Given problem: Copy the material below verbatim, from the line with "Segment every instance of the church gable." to the line with "[[[180,71],[199,72],[197,67],[190,57],[188,57],[184,63]]]", including both of those lines and nothing else.

Input:
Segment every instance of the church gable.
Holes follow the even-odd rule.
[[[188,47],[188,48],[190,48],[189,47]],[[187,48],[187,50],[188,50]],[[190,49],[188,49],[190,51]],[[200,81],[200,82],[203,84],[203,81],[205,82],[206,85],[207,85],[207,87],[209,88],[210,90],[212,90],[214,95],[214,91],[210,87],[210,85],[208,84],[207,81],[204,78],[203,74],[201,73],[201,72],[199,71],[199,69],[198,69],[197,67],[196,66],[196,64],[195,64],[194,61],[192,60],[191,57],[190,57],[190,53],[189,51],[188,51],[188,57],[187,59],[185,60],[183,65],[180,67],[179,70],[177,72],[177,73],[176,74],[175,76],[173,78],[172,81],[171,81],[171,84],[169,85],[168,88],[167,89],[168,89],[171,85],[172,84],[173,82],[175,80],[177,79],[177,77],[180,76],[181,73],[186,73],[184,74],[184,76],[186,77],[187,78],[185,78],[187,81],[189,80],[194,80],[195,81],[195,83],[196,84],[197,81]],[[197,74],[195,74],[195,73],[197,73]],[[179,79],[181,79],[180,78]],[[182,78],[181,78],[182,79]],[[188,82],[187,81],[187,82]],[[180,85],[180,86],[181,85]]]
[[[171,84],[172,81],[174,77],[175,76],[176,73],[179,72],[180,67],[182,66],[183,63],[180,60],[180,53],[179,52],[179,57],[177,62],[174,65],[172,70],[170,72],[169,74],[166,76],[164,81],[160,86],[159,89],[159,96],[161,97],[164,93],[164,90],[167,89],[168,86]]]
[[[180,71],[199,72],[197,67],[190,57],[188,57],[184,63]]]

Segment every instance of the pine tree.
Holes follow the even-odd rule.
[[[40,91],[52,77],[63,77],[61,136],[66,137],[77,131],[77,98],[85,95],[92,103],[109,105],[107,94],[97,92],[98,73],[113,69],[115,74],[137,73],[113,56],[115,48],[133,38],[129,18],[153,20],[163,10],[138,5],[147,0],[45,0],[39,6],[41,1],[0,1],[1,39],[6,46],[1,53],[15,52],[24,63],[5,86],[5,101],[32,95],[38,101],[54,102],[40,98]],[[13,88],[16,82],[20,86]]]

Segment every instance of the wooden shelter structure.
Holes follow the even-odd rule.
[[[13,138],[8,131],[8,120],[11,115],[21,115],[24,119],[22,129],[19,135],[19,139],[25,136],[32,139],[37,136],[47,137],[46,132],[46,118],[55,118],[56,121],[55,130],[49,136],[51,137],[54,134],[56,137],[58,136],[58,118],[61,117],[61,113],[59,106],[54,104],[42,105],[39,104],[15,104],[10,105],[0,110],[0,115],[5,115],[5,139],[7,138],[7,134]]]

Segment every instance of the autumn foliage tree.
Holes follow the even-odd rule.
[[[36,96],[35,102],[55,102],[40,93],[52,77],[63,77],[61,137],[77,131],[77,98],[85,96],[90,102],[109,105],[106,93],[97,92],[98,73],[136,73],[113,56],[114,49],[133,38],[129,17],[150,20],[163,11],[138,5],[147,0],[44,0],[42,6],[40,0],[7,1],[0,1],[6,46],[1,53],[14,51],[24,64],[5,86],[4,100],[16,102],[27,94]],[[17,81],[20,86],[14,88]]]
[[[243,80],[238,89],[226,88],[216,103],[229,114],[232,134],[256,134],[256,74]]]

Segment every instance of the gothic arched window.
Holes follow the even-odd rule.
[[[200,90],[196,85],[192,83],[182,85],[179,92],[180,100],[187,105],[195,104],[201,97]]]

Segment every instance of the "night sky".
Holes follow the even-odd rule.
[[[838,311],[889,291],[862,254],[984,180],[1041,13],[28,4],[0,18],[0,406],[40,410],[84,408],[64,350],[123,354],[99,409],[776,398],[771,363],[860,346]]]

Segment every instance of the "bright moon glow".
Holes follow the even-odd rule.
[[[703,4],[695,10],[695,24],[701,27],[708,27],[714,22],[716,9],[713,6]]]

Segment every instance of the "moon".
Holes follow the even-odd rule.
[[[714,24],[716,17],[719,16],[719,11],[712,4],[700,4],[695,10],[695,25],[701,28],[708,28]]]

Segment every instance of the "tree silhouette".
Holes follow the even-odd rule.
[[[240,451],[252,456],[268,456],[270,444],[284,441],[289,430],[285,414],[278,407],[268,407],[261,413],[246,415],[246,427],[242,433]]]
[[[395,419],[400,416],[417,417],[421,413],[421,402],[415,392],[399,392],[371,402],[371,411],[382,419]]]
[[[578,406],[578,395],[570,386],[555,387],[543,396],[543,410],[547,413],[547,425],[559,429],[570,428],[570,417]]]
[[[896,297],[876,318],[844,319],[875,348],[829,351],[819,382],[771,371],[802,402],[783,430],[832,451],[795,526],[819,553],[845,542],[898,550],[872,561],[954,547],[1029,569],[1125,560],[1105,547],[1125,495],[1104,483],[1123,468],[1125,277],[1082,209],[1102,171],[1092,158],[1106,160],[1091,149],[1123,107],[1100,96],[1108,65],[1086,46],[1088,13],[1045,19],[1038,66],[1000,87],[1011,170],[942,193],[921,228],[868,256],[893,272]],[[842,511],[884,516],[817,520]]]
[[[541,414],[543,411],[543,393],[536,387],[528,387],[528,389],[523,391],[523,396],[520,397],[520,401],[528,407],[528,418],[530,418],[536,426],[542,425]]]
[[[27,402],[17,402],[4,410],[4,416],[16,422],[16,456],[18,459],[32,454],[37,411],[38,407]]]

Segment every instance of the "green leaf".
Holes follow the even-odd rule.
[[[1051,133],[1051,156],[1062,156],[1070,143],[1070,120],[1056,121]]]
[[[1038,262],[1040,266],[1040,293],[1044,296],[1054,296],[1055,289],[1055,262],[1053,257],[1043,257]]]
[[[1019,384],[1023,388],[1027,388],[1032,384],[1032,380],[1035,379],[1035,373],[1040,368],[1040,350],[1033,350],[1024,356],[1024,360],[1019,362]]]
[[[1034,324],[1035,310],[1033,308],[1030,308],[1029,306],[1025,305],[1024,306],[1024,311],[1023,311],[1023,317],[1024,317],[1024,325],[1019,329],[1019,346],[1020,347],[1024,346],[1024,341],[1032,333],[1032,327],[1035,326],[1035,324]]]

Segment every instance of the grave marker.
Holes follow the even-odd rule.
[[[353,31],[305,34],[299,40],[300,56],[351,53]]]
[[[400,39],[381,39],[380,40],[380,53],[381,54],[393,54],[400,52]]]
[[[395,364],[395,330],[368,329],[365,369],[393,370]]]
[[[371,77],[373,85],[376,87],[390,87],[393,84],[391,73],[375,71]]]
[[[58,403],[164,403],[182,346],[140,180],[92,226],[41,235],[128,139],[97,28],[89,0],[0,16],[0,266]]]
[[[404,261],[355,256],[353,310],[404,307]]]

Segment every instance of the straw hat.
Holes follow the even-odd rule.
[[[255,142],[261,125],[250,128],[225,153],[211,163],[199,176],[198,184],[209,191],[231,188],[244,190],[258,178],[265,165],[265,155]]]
...
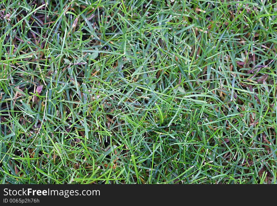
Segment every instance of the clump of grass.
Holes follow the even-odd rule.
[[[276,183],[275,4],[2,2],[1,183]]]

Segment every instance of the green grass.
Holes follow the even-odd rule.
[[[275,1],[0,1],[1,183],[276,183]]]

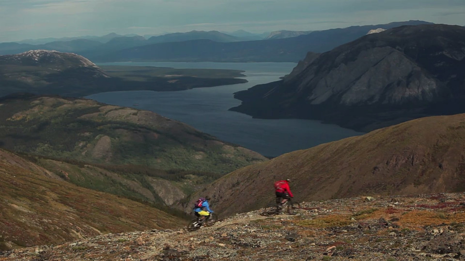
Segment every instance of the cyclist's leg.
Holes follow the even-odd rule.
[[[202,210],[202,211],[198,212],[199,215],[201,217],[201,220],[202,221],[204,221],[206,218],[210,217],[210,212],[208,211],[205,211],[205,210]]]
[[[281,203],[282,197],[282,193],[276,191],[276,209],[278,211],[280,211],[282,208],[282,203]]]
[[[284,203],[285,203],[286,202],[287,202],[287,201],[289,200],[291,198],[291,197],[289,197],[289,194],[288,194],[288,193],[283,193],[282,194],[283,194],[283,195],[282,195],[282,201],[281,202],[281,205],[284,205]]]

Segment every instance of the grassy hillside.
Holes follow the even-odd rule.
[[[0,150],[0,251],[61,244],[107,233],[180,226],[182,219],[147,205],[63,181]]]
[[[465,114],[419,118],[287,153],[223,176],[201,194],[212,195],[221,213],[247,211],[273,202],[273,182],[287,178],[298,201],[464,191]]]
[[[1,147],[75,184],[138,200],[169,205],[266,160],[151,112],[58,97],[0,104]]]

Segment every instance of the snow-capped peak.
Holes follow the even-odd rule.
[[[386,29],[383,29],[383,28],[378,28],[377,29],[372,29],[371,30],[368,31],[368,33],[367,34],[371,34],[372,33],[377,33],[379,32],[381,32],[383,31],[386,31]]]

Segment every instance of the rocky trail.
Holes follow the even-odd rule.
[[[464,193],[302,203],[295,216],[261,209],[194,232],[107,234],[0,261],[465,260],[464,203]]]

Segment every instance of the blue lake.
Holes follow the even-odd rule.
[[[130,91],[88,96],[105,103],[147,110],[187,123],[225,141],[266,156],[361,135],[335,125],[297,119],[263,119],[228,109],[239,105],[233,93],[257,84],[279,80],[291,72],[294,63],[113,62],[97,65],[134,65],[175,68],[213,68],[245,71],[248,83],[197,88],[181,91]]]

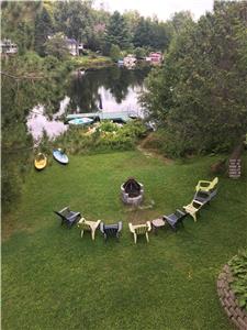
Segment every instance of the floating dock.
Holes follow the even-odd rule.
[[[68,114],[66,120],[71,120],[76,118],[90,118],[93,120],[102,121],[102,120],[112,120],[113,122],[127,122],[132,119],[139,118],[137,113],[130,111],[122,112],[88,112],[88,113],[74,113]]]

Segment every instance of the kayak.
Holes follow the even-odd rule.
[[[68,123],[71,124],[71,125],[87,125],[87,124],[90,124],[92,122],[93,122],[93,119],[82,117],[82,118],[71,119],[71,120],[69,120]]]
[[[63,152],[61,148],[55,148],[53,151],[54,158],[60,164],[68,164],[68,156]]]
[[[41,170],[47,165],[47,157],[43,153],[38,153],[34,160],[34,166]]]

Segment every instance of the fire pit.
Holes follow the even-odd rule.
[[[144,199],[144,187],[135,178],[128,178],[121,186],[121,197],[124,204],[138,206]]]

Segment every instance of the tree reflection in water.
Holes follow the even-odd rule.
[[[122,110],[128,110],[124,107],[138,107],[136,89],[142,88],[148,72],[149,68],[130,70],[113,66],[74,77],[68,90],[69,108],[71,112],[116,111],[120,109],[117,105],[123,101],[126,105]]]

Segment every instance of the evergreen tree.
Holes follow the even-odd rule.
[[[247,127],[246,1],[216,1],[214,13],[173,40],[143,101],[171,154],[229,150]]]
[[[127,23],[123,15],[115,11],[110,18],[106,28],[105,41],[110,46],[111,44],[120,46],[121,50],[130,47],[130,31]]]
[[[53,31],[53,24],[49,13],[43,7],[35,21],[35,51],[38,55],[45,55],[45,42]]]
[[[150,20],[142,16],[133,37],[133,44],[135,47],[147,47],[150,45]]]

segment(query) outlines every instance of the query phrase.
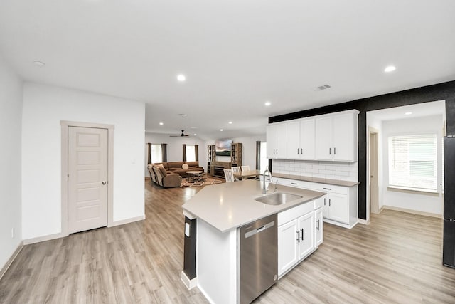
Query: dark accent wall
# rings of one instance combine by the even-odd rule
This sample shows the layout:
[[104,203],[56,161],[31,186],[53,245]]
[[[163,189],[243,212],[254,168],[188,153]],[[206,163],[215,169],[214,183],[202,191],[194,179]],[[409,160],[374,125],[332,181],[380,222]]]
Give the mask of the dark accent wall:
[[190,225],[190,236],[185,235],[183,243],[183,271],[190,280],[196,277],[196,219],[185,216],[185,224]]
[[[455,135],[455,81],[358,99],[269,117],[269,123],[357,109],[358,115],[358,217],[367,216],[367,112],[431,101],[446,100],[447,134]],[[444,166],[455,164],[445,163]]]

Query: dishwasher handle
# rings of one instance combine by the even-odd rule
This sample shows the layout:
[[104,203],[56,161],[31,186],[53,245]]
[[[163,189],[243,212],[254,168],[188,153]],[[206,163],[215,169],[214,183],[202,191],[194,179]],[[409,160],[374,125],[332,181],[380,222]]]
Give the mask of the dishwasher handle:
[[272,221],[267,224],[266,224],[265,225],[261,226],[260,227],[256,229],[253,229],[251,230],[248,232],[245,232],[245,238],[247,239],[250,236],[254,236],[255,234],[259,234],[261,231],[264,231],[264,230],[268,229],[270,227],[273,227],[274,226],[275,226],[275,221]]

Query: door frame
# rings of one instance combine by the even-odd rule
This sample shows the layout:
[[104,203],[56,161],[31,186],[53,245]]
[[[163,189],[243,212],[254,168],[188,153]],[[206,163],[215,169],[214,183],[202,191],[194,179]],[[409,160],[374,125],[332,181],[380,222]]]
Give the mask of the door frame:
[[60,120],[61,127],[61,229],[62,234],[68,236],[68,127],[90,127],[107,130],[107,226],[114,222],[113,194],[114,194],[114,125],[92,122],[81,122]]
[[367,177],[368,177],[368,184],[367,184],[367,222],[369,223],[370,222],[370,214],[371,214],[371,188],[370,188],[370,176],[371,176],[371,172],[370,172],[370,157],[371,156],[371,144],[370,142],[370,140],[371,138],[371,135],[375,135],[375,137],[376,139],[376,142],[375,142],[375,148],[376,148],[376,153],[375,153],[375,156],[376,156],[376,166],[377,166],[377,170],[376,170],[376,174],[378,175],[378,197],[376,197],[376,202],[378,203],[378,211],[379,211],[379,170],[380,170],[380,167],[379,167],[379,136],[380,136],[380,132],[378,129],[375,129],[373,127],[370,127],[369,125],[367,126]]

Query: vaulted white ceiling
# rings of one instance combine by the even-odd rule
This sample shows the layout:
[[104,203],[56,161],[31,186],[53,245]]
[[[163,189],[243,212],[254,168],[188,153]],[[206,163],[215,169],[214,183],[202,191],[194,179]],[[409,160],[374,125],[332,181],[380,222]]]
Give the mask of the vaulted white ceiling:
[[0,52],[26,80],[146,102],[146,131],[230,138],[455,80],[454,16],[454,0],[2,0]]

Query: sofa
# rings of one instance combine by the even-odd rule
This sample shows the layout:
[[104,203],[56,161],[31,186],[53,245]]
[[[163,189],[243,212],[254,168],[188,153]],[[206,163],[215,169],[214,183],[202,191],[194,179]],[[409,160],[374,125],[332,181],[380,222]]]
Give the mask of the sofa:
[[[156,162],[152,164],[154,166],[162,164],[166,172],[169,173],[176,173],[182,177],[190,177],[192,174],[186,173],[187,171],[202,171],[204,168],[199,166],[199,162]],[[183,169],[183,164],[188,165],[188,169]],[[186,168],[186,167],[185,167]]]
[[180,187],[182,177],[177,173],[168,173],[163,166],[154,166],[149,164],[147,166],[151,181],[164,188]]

Reply:
Segment every instance of the church gable.
Holes follow the even-odd rule.
[[[188,47],[188,48],[190,48],[189,47]],[[187,48],[187,50],[188,50]],[[190,49],[188,49],[190,51]],[[200,81],[200,82],[203,84],[203,81],[205,82],[206,85],[207,85],[207,87],[209,88],[210,90],[212,90],[214,95],[214,91],[210,87],[210,85],[208,84],[207,81],[204,78],[203,74],[201,73],[201,72],[199,71],[199,69],[198,69],[197,67],[196,66],[196,64],[195,64],[194,61],[192,60],[191,57],[190,57],[190,53],[189,51],[188,51],[188,57],[187,59],[185,60],[183,65],[180,67],[179,70],[177,72],[177,73],[176,74],[175,76],[173,78],[172,81],[171,81],[171,84],[169,85],[168,88],[167,89],[168,89],[171,85],[172,84],[173,82],[175,80],[177,79],[177,77],[180,76],[181,73],[186,73],[184,74],[184,76],[186,77],[187,78],[185,78],[187,81],[189,80],[194,80],[195,81],[195,83],[196,84],[197,81]],[[197,74],[195,74],[195,73],[197,73]],[[179,79],[181,79],[180,78]],[[182,78],[181,78],[182,79]],[[188,82],[187,81],[187,82]],[[180,85],[180,86],[181,85]]]
[[[171,84],[172,81],[174,77],[175,76],[176,73],[179,72],[180,67],[182,66],[183,63],[180,60],[180,53],[179,52],[179,57],[177,62],[174,65],[172,70],[170,72],[169,74],[166,76],[164,81],[160,86],[159,89],[159,96],[161,97],[164,93],[164,90],[167,89],[168,86]]]
[[[180,71],[199,72],[197,67],[190,57],[188,57],[184,63]]]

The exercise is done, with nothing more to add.